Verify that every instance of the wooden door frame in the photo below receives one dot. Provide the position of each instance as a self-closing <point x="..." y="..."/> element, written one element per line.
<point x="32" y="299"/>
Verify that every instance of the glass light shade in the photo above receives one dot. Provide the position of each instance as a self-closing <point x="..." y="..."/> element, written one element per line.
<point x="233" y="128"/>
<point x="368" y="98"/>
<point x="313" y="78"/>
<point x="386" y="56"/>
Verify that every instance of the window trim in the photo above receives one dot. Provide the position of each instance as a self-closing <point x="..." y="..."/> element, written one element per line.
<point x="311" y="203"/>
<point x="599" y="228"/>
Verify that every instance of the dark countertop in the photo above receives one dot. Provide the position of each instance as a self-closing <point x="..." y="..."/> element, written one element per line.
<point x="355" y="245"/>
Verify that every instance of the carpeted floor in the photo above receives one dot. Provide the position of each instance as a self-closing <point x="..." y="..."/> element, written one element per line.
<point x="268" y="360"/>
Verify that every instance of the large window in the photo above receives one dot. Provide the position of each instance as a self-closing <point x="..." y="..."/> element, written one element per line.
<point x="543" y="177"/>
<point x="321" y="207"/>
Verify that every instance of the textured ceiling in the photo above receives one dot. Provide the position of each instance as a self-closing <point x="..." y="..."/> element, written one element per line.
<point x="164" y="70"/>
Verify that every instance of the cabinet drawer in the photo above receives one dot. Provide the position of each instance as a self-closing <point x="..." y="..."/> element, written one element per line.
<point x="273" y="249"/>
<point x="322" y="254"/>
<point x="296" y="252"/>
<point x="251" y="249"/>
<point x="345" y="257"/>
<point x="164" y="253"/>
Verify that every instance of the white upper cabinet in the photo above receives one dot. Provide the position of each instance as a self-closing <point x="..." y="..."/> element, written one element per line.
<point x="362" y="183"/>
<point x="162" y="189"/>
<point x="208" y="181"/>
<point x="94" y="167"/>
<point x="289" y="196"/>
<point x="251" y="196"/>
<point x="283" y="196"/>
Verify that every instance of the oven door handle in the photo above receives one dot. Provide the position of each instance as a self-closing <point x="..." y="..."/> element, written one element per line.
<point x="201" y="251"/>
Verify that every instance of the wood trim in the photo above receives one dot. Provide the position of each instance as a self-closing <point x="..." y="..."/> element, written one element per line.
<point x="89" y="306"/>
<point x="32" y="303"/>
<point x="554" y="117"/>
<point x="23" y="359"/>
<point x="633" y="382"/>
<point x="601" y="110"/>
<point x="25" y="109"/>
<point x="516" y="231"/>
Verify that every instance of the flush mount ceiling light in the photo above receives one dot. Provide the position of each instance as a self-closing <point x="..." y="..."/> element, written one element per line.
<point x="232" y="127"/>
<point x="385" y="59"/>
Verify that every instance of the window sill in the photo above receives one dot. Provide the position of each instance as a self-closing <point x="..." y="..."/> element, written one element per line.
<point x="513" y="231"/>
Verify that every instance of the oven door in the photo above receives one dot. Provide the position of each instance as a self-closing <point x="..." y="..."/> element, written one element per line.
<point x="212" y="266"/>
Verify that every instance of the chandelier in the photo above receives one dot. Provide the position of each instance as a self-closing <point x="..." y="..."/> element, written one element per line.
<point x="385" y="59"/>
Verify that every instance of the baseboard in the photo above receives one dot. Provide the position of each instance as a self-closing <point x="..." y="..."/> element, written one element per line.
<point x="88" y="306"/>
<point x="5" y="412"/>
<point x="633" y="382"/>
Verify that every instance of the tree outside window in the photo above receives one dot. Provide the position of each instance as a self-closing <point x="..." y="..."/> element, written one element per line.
____________
Only the lines from the one holding "Verify that every instance of the oven door in" through the end of the listing should be given again, exactly and with both ends included.

## Solution for this problem
Verify that every instance of the oven door in the photo above receives one dot. Provide the position of each instance as a self-closing <point x="..." y="..."/> element, written one element per line.
<point x="212" y="266"/>
Verify that every instance of the chandelier in the photo above receives one dot. Provide the position of each instance as a self-closing <point x="..." y="..."/> element, written one element per line.
<point x="385" y="59"/>
Verify that every instance of the baseboard in the photo above receives one dot. Provide the position of each instance as a self-closing <point x="..." y="..."/> element, written one element per line.
<point x="88" y="306"/>
<point x="5" y="412"/>
<point x="633" y="382"/>
Verify that every instance of the tree outside window in the photo above receives one dot. Provide the position of each instance as a self-closing <point x="..." y="..."/> element, written one element per line.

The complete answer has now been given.